» **TASK TO CARRY OUT**:
Search the records below for the string "bridge", and report each line that contains it.

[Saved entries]
>>>>>

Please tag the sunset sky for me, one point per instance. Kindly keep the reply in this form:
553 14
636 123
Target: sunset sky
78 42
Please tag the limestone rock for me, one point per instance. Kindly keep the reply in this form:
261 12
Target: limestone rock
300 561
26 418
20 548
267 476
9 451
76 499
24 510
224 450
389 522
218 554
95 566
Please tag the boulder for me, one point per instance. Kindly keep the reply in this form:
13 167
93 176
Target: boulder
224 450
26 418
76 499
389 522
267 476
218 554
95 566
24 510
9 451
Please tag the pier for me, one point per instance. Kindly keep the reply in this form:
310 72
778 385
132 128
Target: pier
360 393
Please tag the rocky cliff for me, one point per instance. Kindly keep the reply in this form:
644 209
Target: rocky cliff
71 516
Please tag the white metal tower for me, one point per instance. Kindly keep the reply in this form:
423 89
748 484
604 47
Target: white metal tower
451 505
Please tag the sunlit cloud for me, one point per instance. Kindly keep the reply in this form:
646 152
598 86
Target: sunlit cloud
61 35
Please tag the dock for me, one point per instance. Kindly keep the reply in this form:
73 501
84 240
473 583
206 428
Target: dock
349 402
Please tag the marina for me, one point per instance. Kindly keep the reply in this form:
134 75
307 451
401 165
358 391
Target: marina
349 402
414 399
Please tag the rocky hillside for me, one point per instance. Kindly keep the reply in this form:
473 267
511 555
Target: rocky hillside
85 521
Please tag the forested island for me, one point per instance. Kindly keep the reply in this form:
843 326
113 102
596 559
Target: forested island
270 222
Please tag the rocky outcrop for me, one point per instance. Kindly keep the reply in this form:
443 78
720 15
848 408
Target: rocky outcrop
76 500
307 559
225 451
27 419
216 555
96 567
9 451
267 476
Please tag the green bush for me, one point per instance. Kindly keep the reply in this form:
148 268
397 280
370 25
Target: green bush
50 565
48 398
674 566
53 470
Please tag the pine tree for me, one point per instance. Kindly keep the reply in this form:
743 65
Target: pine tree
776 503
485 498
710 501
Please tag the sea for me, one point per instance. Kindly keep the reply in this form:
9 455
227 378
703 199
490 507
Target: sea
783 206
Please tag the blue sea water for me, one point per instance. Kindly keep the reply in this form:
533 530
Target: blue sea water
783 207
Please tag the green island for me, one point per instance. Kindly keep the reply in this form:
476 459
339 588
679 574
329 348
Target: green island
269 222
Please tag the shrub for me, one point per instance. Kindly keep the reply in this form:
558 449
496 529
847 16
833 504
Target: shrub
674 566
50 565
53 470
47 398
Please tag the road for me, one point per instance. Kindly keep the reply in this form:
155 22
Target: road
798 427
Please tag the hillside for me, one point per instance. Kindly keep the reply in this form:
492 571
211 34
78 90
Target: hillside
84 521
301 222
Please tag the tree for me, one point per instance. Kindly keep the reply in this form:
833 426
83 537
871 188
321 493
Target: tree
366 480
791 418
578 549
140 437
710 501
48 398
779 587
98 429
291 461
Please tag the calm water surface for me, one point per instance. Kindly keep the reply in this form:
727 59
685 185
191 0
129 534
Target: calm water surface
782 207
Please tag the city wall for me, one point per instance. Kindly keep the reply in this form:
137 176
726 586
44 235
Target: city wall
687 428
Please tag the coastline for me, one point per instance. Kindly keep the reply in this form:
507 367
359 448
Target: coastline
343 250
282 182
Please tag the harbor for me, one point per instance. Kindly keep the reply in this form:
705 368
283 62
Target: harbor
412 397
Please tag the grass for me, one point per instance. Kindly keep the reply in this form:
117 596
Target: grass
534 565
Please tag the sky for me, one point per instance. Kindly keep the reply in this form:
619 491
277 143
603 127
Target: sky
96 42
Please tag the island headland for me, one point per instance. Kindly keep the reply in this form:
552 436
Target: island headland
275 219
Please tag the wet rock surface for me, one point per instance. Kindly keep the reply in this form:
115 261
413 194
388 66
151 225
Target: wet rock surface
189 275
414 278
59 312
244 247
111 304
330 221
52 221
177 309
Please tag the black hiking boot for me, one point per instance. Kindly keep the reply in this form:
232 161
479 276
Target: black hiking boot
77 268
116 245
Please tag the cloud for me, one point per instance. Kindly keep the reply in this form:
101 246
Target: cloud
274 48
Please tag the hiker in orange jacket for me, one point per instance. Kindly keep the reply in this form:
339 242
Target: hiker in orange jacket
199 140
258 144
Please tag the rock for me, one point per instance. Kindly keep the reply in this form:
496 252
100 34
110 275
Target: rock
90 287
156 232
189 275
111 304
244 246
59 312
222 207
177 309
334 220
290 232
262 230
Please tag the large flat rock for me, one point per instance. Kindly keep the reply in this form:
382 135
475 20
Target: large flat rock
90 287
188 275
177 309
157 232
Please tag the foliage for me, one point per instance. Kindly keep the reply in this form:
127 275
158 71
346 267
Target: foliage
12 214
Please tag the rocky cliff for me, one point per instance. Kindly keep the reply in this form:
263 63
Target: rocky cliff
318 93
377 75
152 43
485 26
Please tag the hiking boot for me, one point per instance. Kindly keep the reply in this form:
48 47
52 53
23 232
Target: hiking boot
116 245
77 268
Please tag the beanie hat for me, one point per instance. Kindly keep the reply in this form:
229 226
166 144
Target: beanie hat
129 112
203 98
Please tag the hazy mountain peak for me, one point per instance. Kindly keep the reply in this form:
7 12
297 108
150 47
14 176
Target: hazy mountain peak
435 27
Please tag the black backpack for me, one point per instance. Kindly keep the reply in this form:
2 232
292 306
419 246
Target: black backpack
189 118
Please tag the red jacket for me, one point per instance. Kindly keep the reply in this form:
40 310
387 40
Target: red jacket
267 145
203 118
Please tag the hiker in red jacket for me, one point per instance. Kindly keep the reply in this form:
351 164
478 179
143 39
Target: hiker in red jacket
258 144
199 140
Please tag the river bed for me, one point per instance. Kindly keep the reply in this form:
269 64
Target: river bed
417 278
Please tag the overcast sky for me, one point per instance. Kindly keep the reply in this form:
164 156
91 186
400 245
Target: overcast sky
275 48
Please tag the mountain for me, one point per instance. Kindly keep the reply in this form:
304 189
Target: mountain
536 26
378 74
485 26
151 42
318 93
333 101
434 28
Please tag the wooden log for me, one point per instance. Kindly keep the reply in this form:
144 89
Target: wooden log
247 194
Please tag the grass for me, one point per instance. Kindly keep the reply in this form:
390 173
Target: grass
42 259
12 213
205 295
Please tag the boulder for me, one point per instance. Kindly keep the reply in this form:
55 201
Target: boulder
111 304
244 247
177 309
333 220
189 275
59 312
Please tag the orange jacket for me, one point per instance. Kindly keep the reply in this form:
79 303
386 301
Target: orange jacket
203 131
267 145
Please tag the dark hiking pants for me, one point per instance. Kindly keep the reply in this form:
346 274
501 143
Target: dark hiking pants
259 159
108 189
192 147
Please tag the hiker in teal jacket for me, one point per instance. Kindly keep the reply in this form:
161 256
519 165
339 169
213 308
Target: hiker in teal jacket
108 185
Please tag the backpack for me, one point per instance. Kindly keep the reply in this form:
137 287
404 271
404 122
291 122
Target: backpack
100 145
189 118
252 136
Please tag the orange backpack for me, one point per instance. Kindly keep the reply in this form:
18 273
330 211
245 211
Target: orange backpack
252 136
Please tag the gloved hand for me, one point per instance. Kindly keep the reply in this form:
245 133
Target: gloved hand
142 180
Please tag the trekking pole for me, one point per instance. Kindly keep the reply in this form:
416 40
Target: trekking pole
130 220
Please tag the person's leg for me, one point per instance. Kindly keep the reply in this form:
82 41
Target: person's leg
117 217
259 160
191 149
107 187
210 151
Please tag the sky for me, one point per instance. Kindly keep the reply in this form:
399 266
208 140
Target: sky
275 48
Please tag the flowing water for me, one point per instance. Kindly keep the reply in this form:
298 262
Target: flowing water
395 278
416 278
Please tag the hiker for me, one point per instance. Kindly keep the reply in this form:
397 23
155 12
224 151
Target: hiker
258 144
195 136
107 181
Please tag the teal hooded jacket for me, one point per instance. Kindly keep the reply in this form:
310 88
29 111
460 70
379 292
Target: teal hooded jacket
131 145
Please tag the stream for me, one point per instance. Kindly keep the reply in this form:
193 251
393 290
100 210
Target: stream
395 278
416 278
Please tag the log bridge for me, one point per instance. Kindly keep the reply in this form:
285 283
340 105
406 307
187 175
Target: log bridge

<<<<<

» **RESPONSE TO THE EXERCISE**:
Please tag the log bridge for me, one point per instance. Kindly keep the reply in this form:
Target: log bridge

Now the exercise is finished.